El fariseo y el publicano
XXX Domingo,
Tiempo Ordinario, Ciclo C
Eclesiástico
(Sirácide) 35, 15b-17. 20-22a
Salmo 33, 2-3.
17-18. 19 y 23
2 Timoteo 4,
6-8. 16-18
Lucas 18, 9-14
Borrador de una homilía
Hoy hemos
escuchado la parábola famosa del fariseo y el publicano. El fariseo de pie y el
publicano agachándose. No queremos ser como el fariseo. Pero, ¡cuidado!
Tan
fácilmente juzgamos a los demás: “Yo
no soy como el fariseo”.
Promoviéndome a mí mismo, soy otro fariseo, y sentimos agradecidos que no somos
como él.
El
fariseo no da gracias por lo que Dios ha hecho en él – como Pablo hace, sino su
oración es una alabanza de sí mismo y de todo lo que él había hecho.
Alabándose
a sí mismo, no hay espacio por Dios.
Cuando
nos llenamos de nosotros mismos, no hay espacio para Dios. Cuando pensamos más
de nosotros y nuestras capacidades y virtudes, no hay espacio para Dios. Cuando
menospreciamos a un pobre o marginado, no hay espacio para Dios.
Jesús
nos pone el ejemplo del publicano, un hombre despreciado por el pueblo judío.
“El
publicano, por el contrario, solo acierta a decir: ‘¡Oh Dios! Ten compasión
de este pecador’. Este hombre reconoce
humildemente su pecado. No se puede gloriar de su vida. Se encomienda a la
compasión de Dios. No se compara con nadie. No juzga a los demás. Vive en
verdad ante sí mismo y ante Dios”. (José
Antonio Pagola)
“¿Rezando como el
publicano, reconocemos que todo bien viene de Dios y necesitamos de la
misericordia de Dios? ¿Reconocemos que somos pecadores, imperfectos, necesitando
la misericordia de Dios?”

• Información registrada
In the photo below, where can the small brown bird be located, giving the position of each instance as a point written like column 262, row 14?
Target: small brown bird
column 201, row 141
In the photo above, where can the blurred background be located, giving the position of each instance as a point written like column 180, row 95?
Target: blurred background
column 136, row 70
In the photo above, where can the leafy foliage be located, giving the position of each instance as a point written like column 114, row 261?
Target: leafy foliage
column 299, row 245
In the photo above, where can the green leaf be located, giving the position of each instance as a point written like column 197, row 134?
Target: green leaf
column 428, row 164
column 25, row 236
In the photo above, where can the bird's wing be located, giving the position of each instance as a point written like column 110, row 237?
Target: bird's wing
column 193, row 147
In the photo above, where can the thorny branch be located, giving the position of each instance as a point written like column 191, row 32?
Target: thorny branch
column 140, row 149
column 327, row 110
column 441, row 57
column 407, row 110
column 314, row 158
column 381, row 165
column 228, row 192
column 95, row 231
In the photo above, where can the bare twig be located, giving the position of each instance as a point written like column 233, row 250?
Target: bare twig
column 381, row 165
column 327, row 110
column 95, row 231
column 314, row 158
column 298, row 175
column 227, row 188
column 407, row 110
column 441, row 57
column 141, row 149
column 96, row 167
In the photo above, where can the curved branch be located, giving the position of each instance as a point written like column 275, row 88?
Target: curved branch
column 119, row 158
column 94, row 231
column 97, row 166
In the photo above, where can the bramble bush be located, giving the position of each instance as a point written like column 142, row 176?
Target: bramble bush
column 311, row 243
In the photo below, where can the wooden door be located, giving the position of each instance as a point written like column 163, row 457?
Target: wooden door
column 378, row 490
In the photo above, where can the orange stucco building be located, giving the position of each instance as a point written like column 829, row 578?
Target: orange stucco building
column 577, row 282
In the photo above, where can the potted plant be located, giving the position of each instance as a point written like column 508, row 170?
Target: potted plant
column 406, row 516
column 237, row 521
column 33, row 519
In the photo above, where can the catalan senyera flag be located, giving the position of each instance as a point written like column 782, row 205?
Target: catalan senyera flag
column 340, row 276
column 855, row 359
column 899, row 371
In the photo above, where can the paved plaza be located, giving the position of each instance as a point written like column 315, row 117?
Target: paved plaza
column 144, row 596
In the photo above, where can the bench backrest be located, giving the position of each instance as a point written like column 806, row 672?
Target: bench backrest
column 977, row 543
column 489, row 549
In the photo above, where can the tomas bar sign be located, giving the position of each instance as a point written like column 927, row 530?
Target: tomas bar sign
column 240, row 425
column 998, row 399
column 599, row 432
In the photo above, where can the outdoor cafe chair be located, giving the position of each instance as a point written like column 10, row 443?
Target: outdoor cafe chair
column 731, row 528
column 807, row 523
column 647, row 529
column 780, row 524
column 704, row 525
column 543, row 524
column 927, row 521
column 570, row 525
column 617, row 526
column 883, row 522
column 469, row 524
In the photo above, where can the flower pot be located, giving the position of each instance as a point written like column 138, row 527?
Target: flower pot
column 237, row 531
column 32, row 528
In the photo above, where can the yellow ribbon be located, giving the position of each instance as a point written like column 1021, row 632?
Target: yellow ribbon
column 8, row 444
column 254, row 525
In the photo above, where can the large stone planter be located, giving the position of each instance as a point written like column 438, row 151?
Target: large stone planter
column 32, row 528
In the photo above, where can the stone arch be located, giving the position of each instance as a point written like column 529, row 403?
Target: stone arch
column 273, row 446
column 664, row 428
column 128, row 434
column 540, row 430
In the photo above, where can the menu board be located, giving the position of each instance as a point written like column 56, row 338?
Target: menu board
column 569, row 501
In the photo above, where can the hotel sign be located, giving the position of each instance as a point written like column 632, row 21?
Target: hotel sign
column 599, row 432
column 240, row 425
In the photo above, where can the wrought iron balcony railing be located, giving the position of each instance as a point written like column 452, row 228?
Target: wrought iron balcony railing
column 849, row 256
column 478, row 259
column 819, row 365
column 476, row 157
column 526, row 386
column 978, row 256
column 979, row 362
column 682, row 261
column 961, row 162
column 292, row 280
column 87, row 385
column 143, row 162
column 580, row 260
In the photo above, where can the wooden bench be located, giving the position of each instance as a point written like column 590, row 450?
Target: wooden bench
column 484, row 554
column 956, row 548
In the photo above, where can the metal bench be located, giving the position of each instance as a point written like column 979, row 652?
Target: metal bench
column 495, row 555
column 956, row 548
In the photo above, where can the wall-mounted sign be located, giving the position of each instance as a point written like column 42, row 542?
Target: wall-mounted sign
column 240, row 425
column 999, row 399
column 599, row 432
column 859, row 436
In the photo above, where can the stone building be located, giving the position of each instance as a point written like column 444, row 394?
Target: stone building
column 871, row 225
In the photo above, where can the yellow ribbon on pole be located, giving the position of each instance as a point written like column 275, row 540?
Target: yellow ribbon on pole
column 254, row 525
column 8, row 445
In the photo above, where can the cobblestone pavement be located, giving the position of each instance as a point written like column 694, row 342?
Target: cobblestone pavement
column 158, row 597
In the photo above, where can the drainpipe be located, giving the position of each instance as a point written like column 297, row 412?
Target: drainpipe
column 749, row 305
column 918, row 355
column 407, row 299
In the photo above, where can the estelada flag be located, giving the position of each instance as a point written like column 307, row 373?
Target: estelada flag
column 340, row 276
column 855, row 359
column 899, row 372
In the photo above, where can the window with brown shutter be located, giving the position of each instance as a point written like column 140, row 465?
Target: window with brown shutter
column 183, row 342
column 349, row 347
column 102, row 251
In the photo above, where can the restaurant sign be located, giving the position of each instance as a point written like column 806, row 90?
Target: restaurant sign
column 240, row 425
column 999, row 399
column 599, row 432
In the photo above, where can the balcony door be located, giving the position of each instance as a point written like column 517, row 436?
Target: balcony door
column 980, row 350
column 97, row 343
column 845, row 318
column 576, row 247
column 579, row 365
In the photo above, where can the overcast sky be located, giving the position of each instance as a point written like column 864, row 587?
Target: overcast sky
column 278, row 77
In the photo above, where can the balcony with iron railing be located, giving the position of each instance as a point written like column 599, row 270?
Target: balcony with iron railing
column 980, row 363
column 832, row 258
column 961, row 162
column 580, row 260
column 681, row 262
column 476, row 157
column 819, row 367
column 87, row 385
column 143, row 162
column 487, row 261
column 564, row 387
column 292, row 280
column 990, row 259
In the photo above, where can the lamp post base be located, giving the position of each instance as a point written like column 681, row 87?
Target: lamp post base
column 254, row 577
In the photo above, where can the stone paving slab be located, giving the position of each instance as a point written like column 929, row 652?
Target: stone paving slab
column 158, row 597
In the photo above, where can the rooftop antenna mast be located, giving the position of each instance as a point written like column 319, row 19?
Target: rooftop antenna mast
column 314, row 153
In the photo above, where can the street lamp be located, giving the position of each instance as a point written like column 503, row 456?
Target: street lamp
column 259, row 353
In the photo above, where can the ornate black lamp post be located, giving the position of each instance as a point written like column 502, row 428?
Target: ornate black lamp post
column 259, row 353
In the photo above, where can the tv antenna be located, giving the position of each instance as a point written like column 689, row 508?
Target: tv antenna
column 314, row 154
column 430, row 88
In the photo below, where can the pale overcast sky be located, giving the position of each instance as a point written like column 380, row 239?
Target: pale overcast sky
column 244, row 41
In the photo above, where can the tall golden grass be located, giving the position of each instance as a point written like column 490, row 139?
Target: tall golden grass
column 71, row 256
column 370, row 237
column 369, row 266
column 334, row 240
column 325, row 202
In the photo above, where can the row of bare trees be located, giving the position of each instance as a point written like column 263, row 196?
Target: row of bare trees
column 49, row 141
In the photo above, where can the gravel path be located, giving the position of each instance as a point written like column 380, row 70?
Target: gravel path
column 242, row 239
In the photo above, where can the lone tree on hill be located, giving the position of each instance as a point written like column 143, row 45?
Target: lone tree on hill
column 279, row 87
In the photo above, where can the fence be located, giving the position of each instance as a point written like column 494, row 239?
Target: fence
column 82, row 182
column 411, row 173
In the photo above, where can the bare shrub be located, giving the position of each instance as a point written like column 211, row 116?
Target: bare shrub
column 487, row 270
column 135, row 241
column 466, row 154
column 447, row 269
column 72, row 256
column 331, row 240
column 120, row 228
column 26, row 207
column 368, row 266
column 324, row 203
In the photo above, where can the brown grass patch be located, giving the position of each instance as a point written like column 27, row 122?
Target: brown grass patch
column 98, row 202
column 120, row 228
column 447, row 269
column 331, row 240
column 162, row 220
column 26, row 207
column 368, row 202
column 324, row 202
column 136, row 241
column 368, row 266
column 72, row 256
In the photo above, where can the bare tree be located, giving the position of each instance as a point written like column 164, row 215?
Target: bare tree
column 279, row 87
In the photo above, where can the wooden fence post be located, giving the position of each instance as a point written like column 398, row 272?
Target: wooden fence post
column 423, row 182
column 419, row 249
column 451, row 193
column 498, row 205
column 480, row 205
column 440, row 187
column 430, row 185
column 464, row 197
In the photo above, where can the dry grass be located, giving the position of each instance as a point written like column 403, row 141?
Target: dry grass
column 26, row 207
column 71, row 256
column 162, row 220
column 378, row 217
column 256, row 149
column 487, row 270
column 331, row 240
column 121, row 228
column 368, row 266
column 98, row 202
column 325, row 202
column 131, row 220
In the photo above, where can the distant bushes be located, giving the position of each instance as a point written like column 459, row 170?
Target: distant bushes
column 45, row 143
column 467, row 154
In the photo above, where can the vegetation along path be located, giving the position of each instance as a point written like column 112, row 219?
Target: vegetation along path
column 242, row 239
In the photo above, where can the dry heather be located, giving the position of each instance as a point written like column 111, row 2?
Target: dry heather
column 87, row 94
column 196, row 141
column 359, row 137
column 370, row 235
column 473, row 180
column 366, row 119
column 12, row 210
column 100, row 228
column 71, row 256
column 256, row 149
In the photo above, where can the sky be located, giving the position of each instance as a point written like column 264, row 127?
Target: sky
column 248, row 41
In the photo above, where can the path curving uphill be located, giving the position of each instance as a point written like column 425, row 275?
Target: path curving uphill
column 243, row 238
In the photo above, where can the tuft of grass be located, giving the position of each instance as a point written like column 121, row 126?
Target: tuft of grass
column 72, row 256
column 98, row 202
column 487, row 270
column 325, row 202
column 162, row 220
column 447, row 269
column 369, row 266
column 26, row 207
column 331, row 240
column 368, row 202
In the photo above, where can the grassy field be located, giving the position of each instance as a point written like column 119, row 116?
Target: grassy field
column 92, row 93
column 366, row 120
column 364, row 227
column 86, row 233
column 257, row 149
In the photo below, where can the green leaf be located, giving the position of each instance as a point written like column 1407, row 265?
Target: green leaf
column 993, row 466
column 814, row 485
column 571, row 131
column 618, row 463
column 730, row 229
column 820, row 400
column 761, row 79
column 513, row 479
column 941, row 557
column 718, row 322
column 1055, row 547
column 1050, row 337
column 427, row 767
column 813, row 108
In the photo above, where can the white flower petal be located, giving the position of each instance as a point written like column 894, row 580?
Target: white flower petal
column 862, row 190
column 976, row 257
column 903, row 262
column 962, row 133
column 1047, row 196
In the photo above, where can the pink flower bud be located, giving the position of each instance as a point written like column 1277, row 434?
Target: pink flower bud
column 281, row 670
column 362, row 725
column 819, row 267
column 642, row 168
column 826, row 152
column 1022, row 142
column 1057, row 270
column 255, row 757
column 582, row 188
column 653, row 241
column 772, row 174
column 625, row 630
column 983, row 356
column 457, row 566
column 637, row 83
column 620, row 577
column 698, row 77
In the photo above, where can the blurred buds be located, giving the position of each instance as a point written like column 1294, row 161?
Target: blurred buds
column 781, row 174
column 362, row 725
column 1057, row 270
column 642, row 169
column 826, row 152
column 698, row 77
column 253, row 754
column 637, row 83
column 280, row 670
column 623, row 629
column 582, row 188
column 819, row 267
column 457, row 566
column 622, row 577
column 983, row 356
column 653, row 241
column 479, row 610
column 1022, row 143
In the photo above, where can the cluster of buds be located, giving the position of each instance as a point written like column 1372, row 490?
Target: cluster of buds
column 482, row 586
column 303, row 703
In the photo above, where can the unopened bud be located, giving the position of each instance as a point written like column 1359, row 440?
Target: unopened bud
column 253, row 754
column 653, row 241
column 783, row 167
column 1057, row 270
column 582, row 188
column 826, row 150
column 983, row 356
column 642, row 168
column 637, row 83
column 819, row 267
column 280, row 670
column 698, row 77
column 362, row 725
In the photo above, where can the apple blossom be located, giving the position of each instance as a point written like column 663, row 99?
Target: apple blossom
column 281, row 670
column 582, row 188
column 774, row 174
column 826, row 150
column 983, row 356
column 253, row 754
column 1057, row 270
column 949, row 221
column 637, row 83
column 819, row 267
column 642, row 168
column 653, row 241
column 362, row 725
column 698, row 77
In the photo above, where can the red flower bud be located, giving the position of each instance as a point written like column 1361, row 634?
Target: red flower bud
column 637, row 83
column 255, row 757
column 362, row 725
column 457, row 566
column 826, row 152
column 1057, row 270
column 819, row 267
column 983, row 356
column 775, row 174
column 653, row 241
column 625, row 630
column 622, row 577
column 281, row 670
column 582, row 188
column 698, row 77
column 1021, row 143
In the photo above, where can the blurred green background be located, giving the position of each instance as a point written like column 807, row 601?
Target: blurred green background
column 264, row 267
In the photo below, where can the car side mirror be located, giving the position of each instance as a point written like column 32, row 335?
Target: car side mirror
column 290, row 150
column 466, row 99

• Instrucciones de trabajo
1. Extrae literalmente del borrador de homilía el fragmento que comienza con "17-18. 19 y" y sigue hasta "fariseo. Pero, ¡cuidado!".
2. Enumera todas las lecturas bíblicas con sus citas que figuran al inicio del borrador de homilía.
3. Según el borrador de homilía, ¿qué palabras dice el publicano en su oración?

• Respuestas escritas
1.
17-18. 19 y 23
2 Timoteo 4,
6-8. 16-18
Lucas 18, 9-14
Borrador de una homilía
Hoy hemos
escuchado la parábola famosa del fariseo y el publicano. El fariseo de pie y el
publicano agachándose. No queremos ser como el fariseo. Pero, ¡cuidado!

2.
- Eclesiástico (Sirácide) 35, 15b-17. 20-22a
- Salmo 33, 2-3. 17-18. 19 y 23
- 2 Timoteo 4, 6-8. 16-18
- Lucas 18, 9-14

3. "¡Oh Dios! Ten compasión de este pecador".